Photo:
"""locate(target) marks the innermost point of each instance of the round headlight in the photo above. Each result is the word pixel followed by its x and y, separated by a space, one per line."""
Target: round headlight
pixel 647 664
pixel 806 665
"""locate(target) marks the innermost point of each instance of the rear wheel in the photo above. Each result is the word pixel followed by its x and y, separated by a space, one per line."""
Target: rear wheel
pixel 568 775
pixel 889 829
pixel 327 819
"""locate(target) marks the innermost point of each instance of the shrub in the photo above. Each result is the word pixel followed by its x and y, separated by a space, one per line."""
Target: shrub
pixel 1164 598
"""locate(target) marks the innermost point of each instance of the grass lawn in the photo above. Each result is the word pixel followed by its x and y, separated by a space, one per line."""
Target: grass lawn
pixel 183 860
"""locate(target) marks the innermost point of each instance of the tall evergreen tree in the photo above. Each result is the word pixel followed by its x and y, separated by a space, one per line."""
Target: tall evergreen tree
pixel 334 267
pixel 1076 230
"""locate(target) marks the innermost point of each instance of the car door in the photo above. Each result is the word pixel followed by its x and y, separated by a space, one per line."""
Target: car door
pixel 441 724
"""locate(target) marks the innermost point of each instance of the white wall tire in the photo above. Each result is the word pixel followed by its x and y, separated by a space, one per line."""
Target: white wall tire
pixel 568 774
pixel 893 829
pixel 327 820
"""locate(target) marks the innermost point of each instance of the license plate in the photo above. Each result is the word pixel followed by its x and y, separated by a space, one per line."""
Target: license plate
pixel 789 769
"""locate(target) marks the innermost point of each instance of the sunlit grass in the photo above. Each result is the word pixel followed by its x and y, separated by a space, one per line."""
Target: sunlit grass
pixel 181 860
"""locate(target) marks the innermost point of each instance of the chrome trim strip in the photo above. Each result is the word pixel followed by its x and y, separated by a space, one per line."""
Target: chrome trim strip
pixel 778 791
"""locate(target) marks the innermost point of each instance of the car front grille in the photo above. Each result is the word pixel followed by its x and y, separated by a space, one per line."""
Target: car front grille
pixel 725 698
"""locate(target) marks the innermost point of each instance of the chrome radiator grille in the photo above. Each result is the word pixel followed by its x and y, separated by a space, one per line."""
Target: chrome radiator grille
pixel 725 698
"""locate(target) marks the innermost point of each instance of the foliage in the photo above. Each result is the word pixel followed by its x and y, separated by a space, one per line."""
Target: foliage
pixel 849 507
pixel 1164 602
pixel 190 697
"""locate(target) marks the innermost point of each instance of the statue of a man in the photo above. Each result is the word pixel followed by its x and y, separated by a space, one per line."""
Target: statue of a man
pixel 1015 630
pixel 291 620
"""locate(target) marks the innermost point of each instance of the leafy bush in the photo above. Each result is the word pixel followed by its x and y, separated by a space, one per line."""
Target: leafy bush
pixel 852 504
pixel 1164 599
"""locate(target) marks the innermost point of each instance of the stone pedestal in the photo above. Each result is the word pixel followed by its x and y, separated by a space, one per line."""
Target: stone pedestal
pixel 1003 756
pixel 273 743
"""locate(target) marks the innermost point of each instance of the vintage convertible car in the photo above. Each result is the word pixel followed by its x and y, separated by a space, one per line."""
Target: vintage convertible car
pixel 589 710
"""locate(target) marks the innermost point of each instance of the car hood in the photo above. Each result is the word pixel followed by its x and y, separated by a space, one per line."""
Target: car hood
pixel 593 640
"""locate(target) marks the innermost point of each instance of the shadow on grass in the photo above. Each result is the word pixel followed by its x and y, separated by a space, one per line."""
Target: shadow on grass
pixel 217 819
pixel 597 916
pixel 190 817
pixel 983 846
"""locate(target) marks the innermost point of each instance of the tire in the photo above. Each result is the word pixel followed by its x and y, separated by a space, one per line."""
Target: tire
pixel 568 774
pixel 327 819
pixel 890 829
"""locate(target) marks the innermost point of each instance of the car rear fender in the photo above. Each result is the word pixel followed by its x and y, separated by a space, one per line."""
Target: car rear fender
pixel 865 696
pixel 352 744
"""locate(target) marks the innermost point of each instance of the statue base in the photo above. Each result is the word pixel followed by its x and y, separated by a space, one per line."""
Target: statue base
┄┄┄┄┄┄┄┄┄┄
**WHAT THIS TASK INVOLVES**
Return the lines above precisely as they appear, beginning at the first line and ending at the line with "of the tall", and nothing after it.

**SOLUTION**
Photo:
"""locate(target) marks the innermost point of each instance of the round headlight in the photo above. Each result is the word pixel followed by its x and y, separated by a space, one per line."""
Target: round headlight
pixel 647 664
pixel 806 665
"""locate(target) marks the innermost point of each instance of the rear wheel in the photo above. Each result is the word pixel followed by its x and y, separated by a space, one per line."""
Target: rear wheel
pixel 568 775
pixel 889 829
pixel 327 819
"""locate(target) marks the innermost point of each instance of the shrub in the photo above. Each result is the word pixel followed by its x and y, separated by a space, one per line."""
Target: shrub
pixel 1164 598
"""locate(target) marks the innermost point of each instance of the grass lawn in the photo above. Each result is the word pixel followed by its x and y, separated by a space, one per line."""
Target: grass lawn
pixel 183 860
"""locate(target) marks the innermost point of each instance of the tall evergreen tree in the photo above. Each result is the word pixel followed by its x and y, separated by a space, one per line."""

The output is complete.